* WORK INSTRUCTIONS:
Extract every line below, verbatim.

--- BEGIN SUPPLIED INFORMATION ---

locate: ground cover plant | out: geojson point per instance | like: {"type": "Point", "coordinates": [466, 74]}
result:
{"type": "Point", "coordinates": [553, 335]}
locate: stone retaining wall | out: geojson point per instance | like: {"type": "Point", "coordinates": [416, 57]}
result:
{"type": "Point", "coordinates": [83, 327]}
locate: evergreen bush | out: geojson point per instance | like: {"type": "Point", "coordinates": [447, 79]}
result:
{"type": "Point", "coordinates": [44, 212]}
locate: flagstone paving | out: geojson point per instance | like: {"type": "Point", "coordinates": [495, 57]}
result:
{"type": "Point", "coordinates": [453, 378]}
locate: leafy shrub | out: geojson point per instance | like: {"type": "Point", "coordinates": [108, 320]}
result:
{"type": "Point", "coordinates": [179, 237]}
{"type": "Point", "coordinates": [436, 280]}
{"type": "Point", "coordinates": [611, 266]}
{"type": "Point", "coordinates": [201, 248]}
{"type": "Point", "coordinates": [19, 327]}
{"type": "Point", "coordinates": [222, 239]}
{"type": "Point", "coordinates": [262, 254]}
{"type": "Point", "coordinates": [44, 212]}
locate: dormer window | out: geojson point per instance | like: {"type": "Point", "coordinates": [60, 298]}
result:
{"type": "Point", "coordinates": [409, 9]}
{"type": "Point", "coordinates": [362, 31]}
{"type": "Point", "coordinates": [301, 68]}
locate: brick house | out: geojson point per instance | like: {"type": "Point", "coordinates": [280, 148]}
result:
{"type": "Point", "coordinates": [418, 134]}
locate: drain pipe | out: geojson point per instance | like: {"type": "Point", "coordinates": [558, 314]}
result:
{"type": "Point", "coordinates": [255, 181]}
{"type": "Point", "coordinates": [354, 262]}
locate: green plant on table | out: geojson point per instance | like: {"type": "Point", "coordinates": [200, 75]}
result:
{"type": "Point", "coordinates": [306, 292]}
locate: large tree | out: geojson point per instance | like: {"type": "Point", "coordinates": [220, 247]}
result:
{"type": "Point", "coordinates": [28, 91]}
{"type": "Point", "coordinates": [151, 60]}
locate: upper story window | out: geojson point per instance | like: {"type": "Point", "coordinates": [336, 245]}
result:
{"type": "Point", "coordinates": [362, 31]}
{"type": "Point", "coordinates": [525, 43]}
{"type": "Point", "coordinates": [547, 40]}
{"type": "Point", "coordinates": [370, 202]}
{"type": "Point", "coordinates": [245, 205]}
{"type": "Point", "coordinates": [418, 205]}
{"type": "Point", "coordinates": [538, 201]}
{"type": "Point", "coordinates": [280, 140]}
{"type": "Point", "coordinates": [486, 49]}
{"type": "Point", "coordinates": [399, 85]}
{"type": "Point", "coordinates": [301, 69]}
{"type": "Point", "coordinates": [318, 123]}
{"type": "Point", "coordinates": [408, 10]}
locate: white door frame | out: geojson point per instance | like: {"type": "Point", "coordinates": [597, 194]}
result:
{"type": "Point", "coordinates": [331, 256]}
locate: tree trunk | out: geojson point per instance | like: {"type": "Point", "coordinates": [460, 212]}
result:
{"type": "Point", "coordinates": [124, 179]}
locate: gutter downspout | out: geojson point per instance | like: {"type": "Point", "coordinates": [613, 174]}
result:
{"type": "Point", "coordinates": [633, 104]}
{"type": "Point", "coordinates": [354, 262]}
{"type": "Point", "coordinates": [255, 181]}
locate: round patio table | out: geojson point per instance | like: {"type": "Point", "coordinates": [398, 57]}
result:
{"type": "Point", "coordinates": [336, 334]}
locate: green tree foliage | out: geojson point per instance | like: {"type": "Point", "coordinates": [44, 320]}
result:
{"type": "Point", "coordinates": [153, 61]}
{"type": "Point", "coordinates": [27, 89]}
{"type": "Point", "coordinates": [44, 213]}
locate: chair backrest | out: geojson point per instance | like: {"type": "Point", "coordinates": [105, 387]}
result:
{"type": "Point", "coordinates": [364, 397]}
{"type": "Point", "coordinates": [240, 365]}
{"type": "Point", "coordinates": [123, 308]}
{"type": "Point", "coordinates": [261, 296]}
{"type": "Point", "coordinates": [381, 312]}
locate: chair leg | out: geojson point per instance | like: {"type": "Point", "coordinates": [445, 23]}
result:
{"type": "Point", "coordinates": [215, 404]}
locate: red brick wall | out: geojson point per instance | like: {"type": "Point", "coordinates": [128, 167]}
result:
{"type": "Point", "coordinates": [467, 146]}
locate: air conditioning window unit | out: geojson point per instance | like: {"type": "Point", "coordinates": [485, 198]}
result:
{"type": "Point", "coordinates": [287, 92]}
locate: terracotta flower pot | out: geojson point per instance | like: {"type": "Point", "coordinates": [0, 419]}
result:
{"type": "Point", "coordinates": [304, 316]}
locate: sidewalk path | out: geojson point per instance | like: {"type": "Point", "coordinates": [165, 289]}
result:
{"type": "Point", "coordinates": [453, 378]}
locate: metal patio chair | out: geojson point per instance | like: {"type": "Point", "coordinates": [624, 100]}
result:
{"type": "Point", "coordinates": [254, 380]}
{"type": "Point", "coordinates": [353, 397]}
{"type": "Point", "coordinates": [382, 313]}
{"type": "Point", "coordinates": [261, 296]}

--- END SUPPLIED INFORMATION ---

* RESULT FOR THIS TASK:
locate: ground cover plant | out: geojson point per instance | like: {"type": "Point", "coordinates": [466, 74]}
result:
{"type": "Point", "coordinates": [553, 335]}
locate: stone retaining wall | out: geojson point per instance | like: {"type": "Point", "coordinates": [416, 57]}
result:
{"type": "Point", "coordinates": [83, 327]}
locate: evergreen bush | out: geojson point per instance | like: {"type": "Point", "coordinates": [447, 79]}
result:
{"type": "Point", "coordinates": [44, 212]}
locate: flagstone paving | out: geojson point per instance | like: {"type": "Point", "coordinates": [495, 57]}
result:
{"type": "Point", "coordinates": [453, 378]}
locate: leafy shrub | out: geojson point per instance | like: {"type": "Point", "coordinates": [108, 320]}
result:
{"type": "Point", "coordinates": [179, 237]}
{"type": "Point", "coordinates": [436, 280]}
{"type": "Point", "coordinates": [611, 266]}
{"type": "Point", "coordinates": [201, 248]}
{"type": "Point", "coordinates": [19, 327]}
{"type": "Point", "coordinates": [222, 239]}
{"type": "Point", "coordinates": [262, 254]}
{"type": "Point", "coordinates": [44, 212]}
locate: dormer window | out: geojson point per instance | like: {"type": "Point", "coordinates": [60, 298]}
result:
{"type": "Point", "coordinates": [409, 9]}
{"type": "Point", "coordinates": [362, 31]}
{"type": "Point", "coordinates": [301, 68]}
locate: brick house | out: geojson point per instance | like: {"type": "Point", "coordinates": [280, 148]}
result:
{"type": "Point", "coordinates": [418, 134]}
locate: drain pipe | out: geojson point per instance | like: {"type": "Point", "coordinates": [558, 314]}
result:
{"type": "Point", "coordinates": [255, 181]}
{"type": "Point", "coordinates": [354, 262]}
locate: green plant on table | out: geojson point per instance | like: {"type": "Point", "coordinates": [200, 75]}
result:
{"type": "Point", "coordinates": [306, 292]}
locate: large tree | out: geojson point per instance | like: {"type": "Point", "coordinates": [220, 247]}
result:
{"type": "Point", "coordinates": [28, 91]}
{"type": "Point", "coordinates": [151, 60]}
locate: upper story window | out: geojson point per instance | like: {"type": "Point", "coordinates": [336, 245]}
result:
{"type": "Point", "coordinates": [362, 31]}
{"type": "Point", "coordinates": [525, 43]}
{"type": "Point", "coordinates": [547, 40]}
{"type": "Point", "coordinates": [370, 202]}
{"type": "Point", "coordinates": [245, 205]}
{"type": "Point", "coordinates": [418, 205]}
{"type": "Point", "coordinates": [538, 201]}
{"type": "Point", "coordinates": [280, 140]}
{"type": "Point", "coordinates": [486, 49]}
{"type": "Point", "coordinates": [399, 85]}
{"type": "Point", "coordinates": [301, 69]}
{"type": "Point", "coordinates": [318, 123]}
{"type": "Point", "coordinates": [408, 10]}
locate: white door frame | out: geojson point per instance | like: {"type": "Point", "coordinates": [597, 194]}
result:
{"type": "Point", "coordinates": [331, 256]}
locate: tree trunk | out: geojson point per instance | like: {"type": "Point", "coordinates": [460, 212]}
result:
{"type": "Point", "coordinates": [124, 179]}
locate: gutter downspout | out: geojson point per instance | like: {"type": "Point", "coordinates": [613, 174]}
result:
{"type": "Point", "coordinates": [633, 104]}
{"type": "Point", "coordinates": [354, 262]}
{"type": "Point", "coordinates": [255, 181]}
locate: round patio table | out: geojson point per instance | like: {"type": "Point", "coordinates": [398, 57]}
result:
{"type": "Point", "coordinates": [336, 334]}
locate: green tree foliage | out: geojson point per instance | like: {"type": "Point", "coordinates": [44, 320]}
result:
{"type": "Point", "coordinates": [153, 61]}
{"type": "Point", "coordinates": [27, 89]}
{"type": "Point", "coordinates": [44, 213]}
locate: chair backrest | out: geojson point per instance | like: {"type": "Point", "coordinates": [105, 387]}
result:
{"type": "Point", "coordinates": [364, 397]}
{"type": "Point", "coordinates": [240, 365]}
{"type": "Point", "coordinates": [123, 308]}
{"type": "Point", "coordinates": [261, 296]}
{"type": "Point", "coordinates": [381, 312]}
locate: chair leg | out: geojson point per instance | like: {"type": "Point", "coordinates": [445, 23]}
result:
{"type": "Point", "coordinates": [215, 404]}
locate: red brick wall | out: geojson point per instance | like: {"type": "Point", "coordinates": [128, 167]}
result:
{"type": "Point", "coordinates": [467, 146]}
locate: air conditioning window unit | out: geojson point per instance | like: {"type": "Point", "coordinates": [485, 198]}
result:
{"type": "Point", "coordinates": [287, 92]}
locate: terracotta flower pot | out: geojson point per instance | like: {"type": "Point", "coordinates": [0, 419]}
result:
{"type": "Point", "coordinates": [304, 316]}
locate: sidewalk path | out: geojson point per instance | like: {"type": "Point", "coordinates": [165, 289]}
result:
{"type": "Point", "coordinates": [453, 378]}
locate: metal patio chair | out: geojson point per instance | like: {"type": "Point", "coordinates": [624, 100]}
result:
{"type": "Point", "coordinates": [254, 380]}
{"type": "Point", "coordinates": [353, 397]}
{"type": "Point", "coordinates": [382, 313]}
{"type": "Point", "coordinates": [261, 296]}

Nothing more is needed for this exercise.